Ciels changeants, menaces d’orages – Vignerons en Bourgogne

Essai

Ce livre est né du plaisir des sens

Ce livre est né du plaisir des sens. Le monde du vin, c’est celui de la musique, de l’architecture, des couleurs, de la botanique, des odeurs, des goûts sur la langue, tous ces choses délicieuses qui m’importent ! Auxquelles j’ajouterais la petite note de folie. Le vin n’est ni utile ni nécessaire à l’alimentation, il existe pour lui-même. Ce caractère unique lui a permis de séduire les plus austères mystiques comme les poètes les plus fous, et de provoquer l’ire des fondamentalistes.

** DONNÉES ENREGISTRÉES **
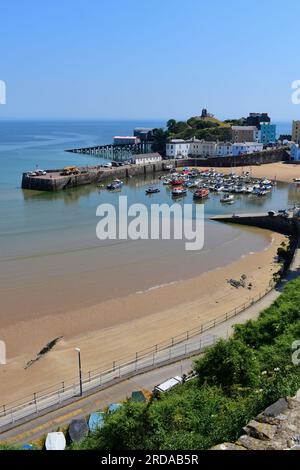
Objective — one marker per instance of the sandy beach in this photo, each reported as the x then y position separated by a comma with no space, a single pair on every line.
115,329
279,171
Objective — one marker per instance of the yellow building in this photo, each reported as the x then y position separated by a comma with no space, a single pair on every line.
296,132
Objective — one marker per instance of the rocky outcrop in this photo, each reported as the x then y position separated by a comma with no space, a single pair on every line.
276,428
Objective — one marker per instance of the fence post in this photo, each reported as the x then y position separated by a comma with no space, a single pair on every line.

** TRAVAIL DEMANDÉ **
1/ Indiquez si chaque affirmation concorde avec l'extrait, par oui ou par non, en citant les mots de l'extrait qui tranchent. (a) Le vin est nécessaire à l'alimentation. (b) Le livre est né du plaisir des sens. (c) Le vin a séduit des poètes.
2/ D'après l'extrait, qu'est-ce que le vin a provoqué chez les fondamentalistes ?

** CORRIGÉ DES EXERCICES **
1/
(a) Non : « Le vin n’est ni utile ni nécessaire à l’alimentation »
(b) Oui : « Ce livre est né du plaisir des sens. »
(c) Oui : « de séduire les plus austères mystiques comme les poètes les plus fous »

2/ Leur ire.